● **Tekstfragment**
5.1. Het plan maakt het mogelijk dat ontsluitingswegen worden aangelegd die aansluiten op de Marsweg. Ter zitting is gebleken dat enkele tientallen woningen gebruik kunnen maken van die ontsluitingswegen. De Afdeling acht het aannemelijk dat de bouw van deze woningen met zich zal brengen dat de verkeersdrukte op de Marsweg toeneemt. Gelet op het aantal woningen dat via de Marsweg wordt ontsloten, verwacht de voorzieningenrechter echter niet dat het aantal verkeersbewegingen zo groot zal zijn, dat dit voor onaanvaardbare verkeershinder zal zorgen. De voorzieningenrechter ziet dan ook geen aanleiding tot het schorsen van het plan voor zover dat in ontsluitingswegen op de Marsweg voorziet.

● **Overzicht**
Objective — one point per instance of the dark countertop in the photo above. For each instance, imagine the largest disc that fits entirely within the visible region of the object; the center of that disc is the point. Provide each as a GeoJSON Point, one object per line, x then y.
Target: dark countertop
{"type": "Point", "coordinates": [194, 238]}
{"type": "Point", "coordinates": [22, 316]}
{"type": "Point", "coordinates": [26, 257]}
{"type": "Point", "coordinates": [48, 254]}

● **Omschrijving opdracht**
Schrijf uit het tekstfragment over de Marsweg letterlijk over wat er staat van "5.1. Het plan" tot en met "de Marsweg voorziet.". De rijen zijn voor het uitvoeren van de opdrachten niet nodig.

● **Resultaat**
5.1. Het plan maakt het mogelijk dat ontsluitingswegen worden aangelegd die aansluiten op de Marsweg. Ter zitting is gebleken dat enkele tientallen woningen gebruik kunnen maken van die ontsluitingswegen. De Afdeling acht het aannemelijk dat de bouw van deze woningen met zich zal brengen dat de verkeersdrukte op de Marsweg toeneemt. Gelet op het aantal woningen dat via de Marsweg wordt ontsloten, verwacht de voorzieningenrechter echter niet dat het aantal verkeersbewegingen zo groot zal zijn, dat dit voor onaanvaardbare verkeershinder zal zorgen. De voorzieningenrechter ziet dan ook geen aanleiding tot het schorsen van het plan voor zover dat in ontsluitingswegen op de Marsweg voorziet.